Collected data:
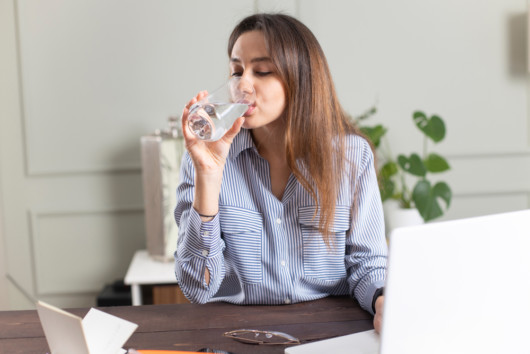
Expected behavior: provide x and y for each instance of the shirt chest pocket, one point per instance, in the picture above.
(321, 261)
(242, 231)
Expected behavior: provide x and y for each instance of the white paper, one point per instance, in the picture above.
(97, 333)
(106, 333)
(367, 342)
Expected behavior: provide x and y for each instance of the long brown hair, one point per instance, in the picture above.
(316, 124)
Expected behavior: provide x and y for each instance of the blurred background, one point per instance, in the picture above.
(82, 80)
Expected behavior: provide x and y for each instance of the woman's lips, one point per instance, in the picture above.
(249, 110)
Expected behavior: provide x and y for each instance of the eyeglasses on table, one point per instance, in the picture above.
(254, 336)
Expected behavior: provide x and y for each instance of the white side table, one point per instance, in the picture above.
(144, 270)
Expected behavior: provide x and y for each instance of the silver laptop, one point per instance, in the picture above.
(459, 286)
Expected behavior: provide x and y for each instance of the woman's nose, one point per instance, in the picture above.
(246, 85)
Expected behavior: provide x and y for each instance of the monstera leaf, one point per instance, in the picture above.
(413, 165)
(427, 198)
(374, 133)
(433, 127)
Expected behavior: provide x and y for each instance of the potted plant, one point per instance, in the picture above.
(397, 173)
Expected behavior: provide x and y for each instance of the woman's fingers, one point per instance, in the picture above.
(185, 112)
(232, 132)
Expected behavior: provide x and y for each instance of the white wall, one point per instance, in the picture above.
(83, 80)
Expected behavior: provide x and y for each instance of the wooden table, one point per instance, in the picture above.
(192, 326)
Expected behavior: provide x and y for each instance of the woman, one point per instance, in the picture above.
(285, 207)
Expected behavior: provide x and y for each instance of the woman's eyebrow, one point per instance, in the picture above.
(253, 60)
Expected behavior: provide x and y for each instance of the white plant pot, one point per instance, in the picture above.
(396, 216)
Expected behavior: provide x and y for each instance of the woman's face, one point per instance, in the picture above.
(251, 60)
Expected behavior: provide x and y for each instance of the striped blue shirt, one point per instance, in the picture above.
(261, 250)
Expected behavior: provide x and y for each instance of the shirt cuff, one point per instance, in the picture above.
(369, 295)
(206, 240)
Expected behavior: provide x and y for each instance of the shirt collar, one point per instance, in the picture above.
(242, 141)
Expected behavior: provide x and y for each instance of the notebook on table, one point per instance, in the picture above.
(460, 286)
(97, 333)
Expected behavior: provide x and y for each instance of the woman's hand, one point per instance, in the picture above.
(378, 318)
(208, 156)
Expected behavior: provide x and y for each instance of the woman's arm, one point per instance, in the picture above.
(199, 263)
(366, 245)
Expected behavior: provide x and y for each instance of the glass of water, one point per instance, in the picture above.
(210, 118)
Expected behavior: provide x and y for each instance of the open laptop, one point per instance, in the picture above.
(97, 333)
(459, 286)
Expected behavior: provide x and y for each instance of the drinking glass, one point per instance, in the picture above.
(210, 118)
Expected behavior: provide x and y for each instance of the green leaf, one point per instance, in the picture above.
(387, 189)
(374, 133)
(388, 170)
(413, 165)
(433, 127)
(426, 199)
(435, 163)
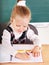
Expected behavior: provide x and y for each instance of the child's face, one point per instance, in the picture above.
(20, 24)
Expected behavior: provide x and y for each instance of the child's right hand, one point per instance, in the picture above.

What the task asks:
Give all the lines above again, character for character, without pictures.

Solution to this exercise:
Expected behavior: provide x and y for each instance of the shirt chest pocket, one point per instance, in the picture above.
(321, 261)
(242, 231)
Expected behavior: provide x and y for each instance of the white paper, one point per instance, in the picture above.
(97, 333)
(106, 333)
(367, 342)
Expected behavior: provide x and y for each instance of the long brown hair, one point per instance, in the picture above.
(316, 124)
Expected behavior: provide x and y for each instance of the blurred background, one point per instance, in the picture above.
(82, 80)
Expected behavior: provide x and y for each instance of the woman's lips, one point per instance, in the picture above.
(249, 110)
Expected behavior: provide x and y for each instance of the eyeglasses on table, one point per instance, in the picture above.
(254, 336)
Expected behavior: provide x and y for each instance of the white side table, one point per instance, in the picture above.
(144, 270)
Expected behavior: provide x and y for each instance of the silver laptop, one point per instance, in the picture above.
(459, 286)
Expected behavior: provide x and y for each instance of the woman's nose, one point per instance, in the picture above.
(246, 85)
Expected behavior: provide x and y for each instance of the monstera leaf, one point per instance, in the picture above.
(413, 165)
(427, 198)
(374, 133)
(433, 127)
Expected behavior: provide x and y for each instance of the potted plant, one point per instance, in the picture above.
(397, 173)
Expected behavior: provide x and y for each instance of the woman's fingers, one point per instance, in the picture above.
(185, 112)
(232, 132)
Expected behavior: provide x and y for each instance of the white wall, one point per instance, in the picture above.
(83, 80)
Expected behavior: provide x and y for each instance of the wooden table, one point per instance, in the picture above.
(192, 326)
Expected behavior: provide x and y for each instance of the woman, one point per instance, in the picture above.
(285, 207)
Expected behavior: provide x and y for each instance of the woman's eyebrow, one point per instance, in the picture above.
(253, 60)
Expected behavior: provide x and y for each instance of the white plant pot, one point per instance, in the picture above.
(396, 216)
Expected behavior: provide x and y for each instance of the woman's face, one point per instance, in the picture above.
(251, 60)
Expected behavior: provide x and y for each instance of the striped blue shirt, one point per instance, in the picture above.
(261, 250)
Expected behavior: provide x and y for each instance of the shirt cuff, one point per instance, in the picture above.
(369, 295)
(206, 240)
Expected behavior: provide x and y for each instance of the shirt collar, one point per instance, in the picture above.
(242, 141)
Expected behavior: provide x and y for each instance of the notebook on table, one point per instance, in the picture above.
(460, 286)
(97, 333)
Expected behavior: provide x and y for each instance of the woman's hand, one point per instance, in the picture above.
(378, 318)
(208, 156)
Expected behavior: provide x and y for each instance of the woman's arm, one point per instance, in the picture above.
(199, 263)
(366, 245)
Expected behavior: provide x and y for each instance of the glass of water, one point per instance, in the picture above.
(210, 118)
Expected behavior: provide x and y for each instance of the open laptop, one point per instance, in the picture above.
(97, 333)
(459, 286)
Expected behavior: provide x and y for each instance of the drinking glass, one point per instance, in the picture above.
(210, 118)
Expected behavior: provide x and y for each instance of the green leaf, one point per instance, in the picture above.
(387, 189)
(374, 133)
(388, 170)
(413, 165)
(433, 127)
(426, 199)
(435, 163)
Expected behavior: provide x and y for each instance of the child's face, one point per instance, in the picture above.
(20, 24)
Expected behavior: provide x and y for each instance of the child's right hand, one point per instance, in the picture above.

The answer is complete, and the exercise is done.